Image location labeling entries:
----

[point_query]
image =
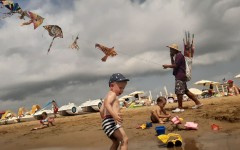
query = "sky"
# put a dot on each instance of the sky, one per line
(139, 30)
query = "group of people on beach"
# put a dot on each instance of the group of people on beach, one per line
(110, 110)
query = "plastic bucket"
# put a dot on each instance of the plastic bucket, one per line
(160, 130)
(215, 127)
(148, 124)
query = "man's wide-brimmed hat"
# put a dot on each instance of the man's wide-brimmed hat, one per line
(174, 46)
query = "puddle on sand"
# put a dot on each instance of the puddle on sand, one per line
(208, 141)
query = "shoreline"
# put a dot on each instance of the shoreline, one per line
(85, 131)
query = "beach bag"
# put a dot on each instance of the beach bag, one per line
(188, 61)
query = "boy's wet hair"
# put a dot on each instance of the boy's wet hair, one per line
(161, 99)
(44, 113)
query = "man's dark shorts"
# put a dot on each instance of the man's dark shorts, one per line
(180, 87)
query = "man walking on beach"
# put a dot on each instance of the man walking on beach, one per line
(179, 71)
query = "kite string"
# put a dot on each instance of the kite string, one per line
(145, 60)
(135, 57)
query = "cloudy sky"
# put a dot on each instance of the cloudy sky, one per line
(140, 30)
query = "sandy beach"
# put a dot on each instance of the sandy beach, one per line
(85, 132)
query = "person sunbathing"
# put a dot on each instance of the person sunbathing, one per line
(159, 115)
(45, 121)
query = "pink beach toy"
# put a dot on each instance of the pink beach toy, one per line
(176, 120)
(215, 127)
(191, 125)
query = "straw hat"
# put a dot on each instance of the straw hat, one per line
(174, 46)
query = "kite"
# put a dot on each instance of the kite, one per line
(54, 31)
(107, 51)
(74, 45)
(34, 18)
(13, 7)
(188, 54)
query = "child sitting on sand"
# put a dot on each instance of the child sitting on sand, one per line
(159, 115)
(110, 113)
(45, 121)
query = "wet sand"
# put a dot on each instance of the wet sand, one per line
(85, 132)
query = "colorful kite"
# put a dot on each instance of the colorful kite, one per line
(74, 45)
(54, 31)
(13, 7)
(188, 53)
(34, 18)
(107, 51)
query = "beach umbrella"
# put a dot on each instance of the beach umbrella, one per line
(195, 91)
(124, 97)
(237, 76)
(136, 92)
(202, 82)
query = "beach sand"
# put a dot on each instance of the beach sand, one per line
(84, 131)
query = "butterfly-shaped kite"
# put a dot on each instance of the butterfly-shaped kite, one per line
(107, 51)
(74, 45)
(34, 18)
(54, 31)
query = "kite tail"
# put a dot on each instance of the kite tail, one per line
(104, 58)
(51, 45)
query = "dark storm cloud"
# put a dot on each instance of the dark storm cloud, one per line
(219, 34)
(139, 30)
(138, 1)
(23, 90)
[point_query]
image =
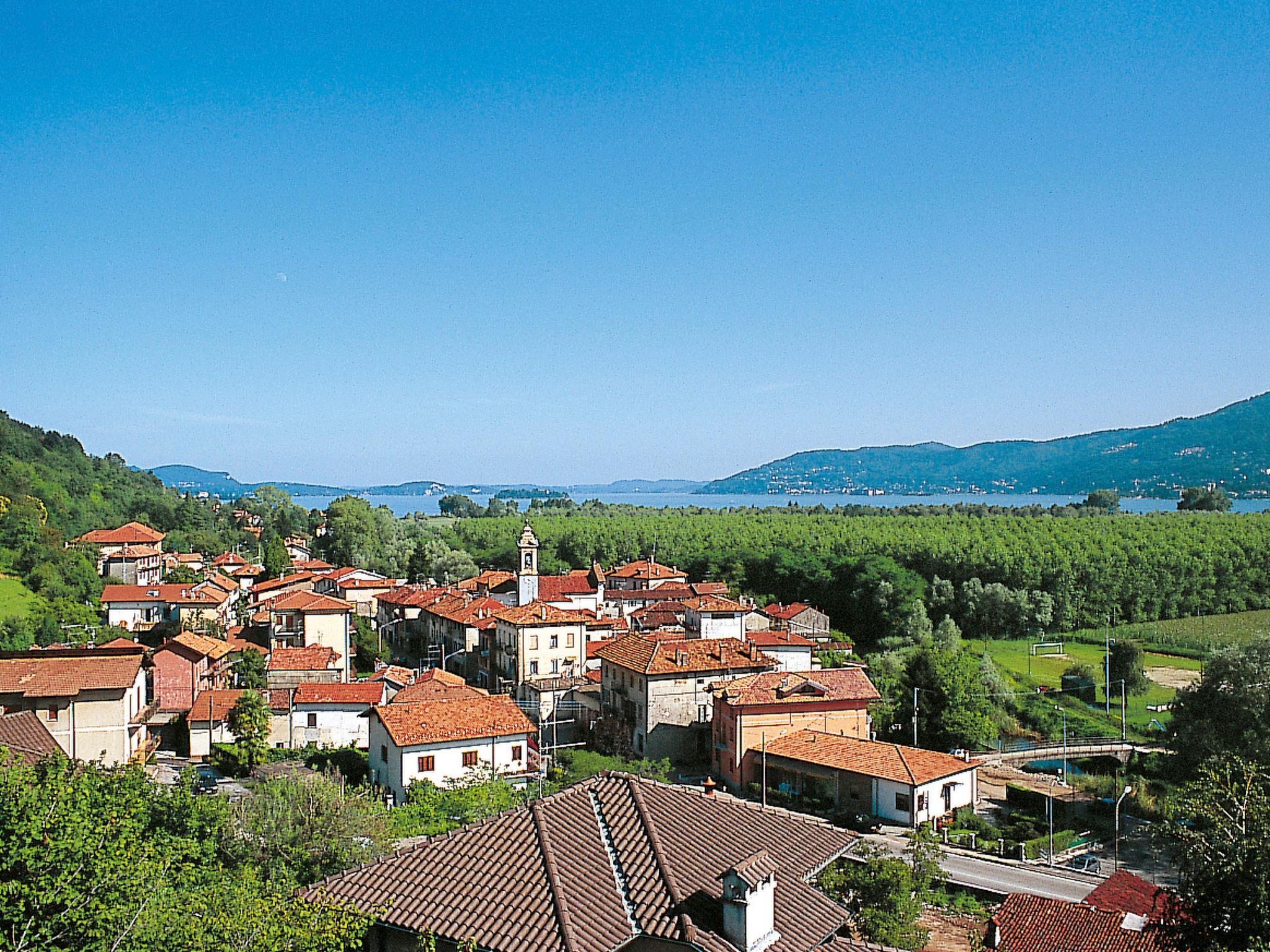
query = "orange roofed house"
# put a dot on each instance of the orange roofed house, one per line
(766, 706)
(442, 741)
(658, 694)
(900, 785)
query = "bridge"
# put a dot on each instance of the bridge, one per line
(1024, 751)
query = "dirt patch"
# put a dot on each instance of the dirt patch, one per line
(1173, 678)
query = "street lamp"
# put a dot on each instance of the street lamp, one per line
(1064, 711)
(1128, 790)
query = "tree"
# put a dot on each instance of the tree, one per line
(1128, 663)
(1226, 711)
(1220, 839)
(249, 723)
(1204, 499)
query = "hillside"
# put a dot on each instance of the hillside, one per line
(1230, 447)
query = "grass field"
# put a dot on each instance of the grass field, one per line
(16, 598)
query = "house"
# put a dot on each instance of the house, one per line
(714, 617)
(610, 863)
(333, 715)
(1124, 914)
(758, 708)
(187, 666)
(134, 565)
(291, 667)
(309, 620)
(643, 574)
(791, 651)
(801, 619)
(24, 738)
(658, 694)
(207, 720)
(535, 640)
(92, 701)
(443, 741)
(900, 785)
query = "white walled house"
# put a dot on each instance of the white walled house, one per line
(895, 783)
(442, 741)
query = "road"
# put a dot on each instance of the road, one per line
(1003, 878)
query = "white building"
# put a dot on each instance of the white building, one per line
(443, 741)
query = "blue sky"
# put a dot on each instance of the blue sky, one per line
(353, 243)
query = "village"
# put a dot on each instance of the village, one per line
(776, 762)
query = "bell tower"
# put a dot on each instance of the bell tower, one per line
(526, 566)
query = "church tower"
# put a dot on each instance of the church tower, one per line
(527, 566)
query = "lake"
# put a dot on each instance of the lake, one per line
(402, 506)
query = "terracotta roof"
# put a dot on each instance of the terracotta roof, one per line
(646, 569)
(453, 719)
(309, 602)
(871, 758)
(315, 658)
(550, 870)
(1037, 924)
(539, 614)
(25, 736)
(200, 645)
(355, 692)
(128, 534)
(214, 705)
(779, 639)
(68, 672)
(798, 687)
(1126, 892)
(682, 656)
(714, 603)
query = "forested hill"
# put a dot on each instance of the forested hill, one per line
(1230, 447)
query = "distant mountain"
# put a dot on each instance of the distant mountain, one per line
(1230, 447)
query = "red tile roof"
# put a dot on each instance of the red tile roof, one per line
(127, 535)
(871, 758)
(315, 658)
(798, 687)
(683, 656)
(458, 719)
(68, 672)
(356, 692)
(1036, 924)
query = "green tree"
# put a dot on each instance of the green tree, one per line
(1208, 499)
(1220, 839)
(249, 723)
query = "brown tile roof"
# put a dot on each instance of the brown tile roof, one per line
(873, 758)
(214, 705)
(539, 614)
(200, 645)
(315, 658)
(355, 692)
(25, 736)
(798, 687)
(68, 672)
(1126, 892)
(1037, 924)
(454, 719)
(647, 655)
(778, 639)
(127, 535)
(548, 870)
(309, 602)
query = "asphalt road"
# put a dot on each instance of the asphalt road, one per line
(1005, 878)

----

Exercise objective:
Omit every picture while copying the listing above exactly.

Task output:
[point_query]
image =
query = "sky"
# put a dot on each instance of the sky, one per line
(139, 30)
query = "group of people on beach"
# put a dot on each instance of the group of people on beach, one per line
(110, 110)
query = "plastic bucket"
# put a dot on each instance of the plastic bucket, one per line
(160, 130)
(215, 127)
(148, 124)
query = "man's wide-brimmed hat"
# put a dot on each instance of the man's wide-brimmed hat, one per line
(174, 46)
query = "puddle on sand"
# put a dot on each instance of the puddle on sand, one per line
(208, 141)
query = "shoreline"
# put a dot on each instance of the shoreline, one per line
(85, 131)
query = "beach bag"
# put a dot on each instance of the beach bag, one per line
(188, 61)
query = "boy's wet hair"
# put a dot on each instance of the boy's wet hair, one per line
(161, 99)
(44, 113)
query = "man's dark shorts"
# put a dot on each instance of the man's dark shorts, one per line
(180, 87)
query = "man walking on beach"
# put a dot on each instance of the man walking on beach, one per line
(179, 71)
query = "kite string"
# put a dot on each instance of the kite string, one per line
(145, 60)
(135, 57)
query = "cloudy sky"
# put a dot on each instance of the cloudy sky, one per line
(140, 30)
query = "sandy beach"
# put a dot on each instance of the sandy beach, one per line
(85, 132)
query = "person sunbathing"
# put a dot on each instance of the person sunbathing, one per line
(159, 115)
(45, 121)
query = "pink beach toy"
# put a dot on each instance of the pink beach toy, one per line
(176, 120)
(215, 127)
(191, 125)
query = "straw hat"
# put a dot on each instance of the straw hat, one per line
(174, 46)
query = "kite"
# put a dot on each instance of the kite, one per line
(54, 31)
(107, 51)
(74, 45)
(34, 18)
(13, 7)
(188, 54)
query = "child sitting on sand"
# put a dot on each instance of the child sitting on sand, one per line
(159, 115)
(110, 113)
(45, 121)
query = "wet sand"
# put a dot on each instance of the wet sand, one per line
(85, 132)
query = "colorful kite"
# put a dot on each instance of the colorful kite, one per line
(74, 45)
(54, 31)
(13, 7)
(188, 53)
(34, 18)
(107, 51)
query = "beach umbrella"
# put a dot on each instance of the beach umbrella, one per line
(195, 91)
(124, 97)
(237, 76)
(136, 92)
(202, 82)
query = "beach sand"
# put a dot on each instance of the beach sand, one per line
(84, 131)
query = "butterfly-shaped kite"
# put a dot on each instance of the butterfly-shaped kite, one per line
(107, 51)
(74, 45)
(34, 18)
(54, 31)
query = "kite tail"
# put a dot on each instance of the kite tail, one per line
(104, 58)
(51, 45)
query = "dark storm cloud"
# put a dot on each instance of the dark storm cloud, one per line
(219, 34)
(139, 30)
(138, 1)
(23, 90)
[point_query]
image =
query = "orange roofed house"
# put a dot on each instance of the orange roofed house, one per line
(766, 706)
(442, 741)
(658, 694)
(900, 785)
query = "bridge"
# put a dot on each instance of the bridge, one per line
(1024, 751)
query = "dirt patch"
# put a dot on each instance of the dirt patch, one per line
(1173, 678)
query = "street lamp"
# put a dot on each instance of the street lamp, one per line
(1064, 711)
(1128, 790)
query = "tree"
# put a dot on each instance of the tree, one per line
(1128, 663)
(1226, 711)
(1220, 839)
(249, 723)
(1204, 499)
query = "hillside"
# put a dot on each instance of the hillside, one per line
(1230, 447)
query = "grass field"
# put a dot on each instance of the grass field, one per line
(16, 598)
query = "house"
# put a dot on each instance of the house, one per line
(714, 617)
(610, 863)
(333, 715)
(1124, 914)
(758, 708)
(187, 666)
(134, 565)
(291, 667)
(309, 620)
(643, 574)
(791, 651)
(801, 619)
(24, 738)
(658, 694)
(207, 720)
(535, 640)
(92, 701)
(443, 741)
(900, 785)
query = "white walled house"
# put a dot on each instance of the white walled house, one per line
(895, 783)
(442, 741)
query = "road"
# put a dot on each instance of the road, one per line
(1003, 878)
query = "white building"
# put a dot on each instance of the white building, one per line
(443, 741)
query = "blue sky"
# put a dot on each instance of the blue sky, one per line
(353, 243)
query = "village"
# put a dot on each instance of the village, one per line
(776, 762)
query = "bell tower"
# put a dot on each instance of the bell tower, one per line
(526, 566)
query = "church tower"
# put a dot on each instance of the church tower, one per line
(527, 566)
query = "lake"
# put a dot on each instance of the lake, one per line
(402, 506)
query = "terracotta roof"
# put a dot on each instance of the terracotta roof, one per line
(646, 569)
(453, 719)
(309, 602)
(871, 758)
(315, 658)
(550, 870)
(1037, 924)
(539, 614)
(25, 736)
(200, 645)
(355, 692)
(128, 534)
(214, 705)
(779, 639)
(68, 672)
(798, 687)
(1126, 892)
(682, 656)
(714, 603)
query = "forested hill"
# put a dot on each instance of the forested hill, one per line
(1230, 447)
query = "distant mountain"
# put a dot on each instance of the distant mountain, one per line
(1230, 447)
query = "red tile roof"
# put a dot on each instance of the red tile roof, one per line
(127, 535)
(871, 758)
(315, 658)
(798, 687)
(683, 656)
(458, 719)
(68, 672)
(356, 692)
(1036, 924)
query = "green tree"
# put a dot on each instance of the green tree, one per line
(1208, 499)
(1220, 839)
(249, 723)
query = "brown tile roof"
# put a dot on each instance of the brown tile roof, one per line
(873, 758)
(214, 705)
(539, 614)
(200, 645)
(315, 658)
(355, 692)
(25, 736)
(798, 687)
(68, 672)
(1126, 892)
(1037, 924)
(454, 719)
(647, 655)
(778, 639)
(127, 535)
(548, 870)
(309, 602)
query = "asphalt road"
# put a dot on each instance of the asphalt road, one per line
(1005, 878)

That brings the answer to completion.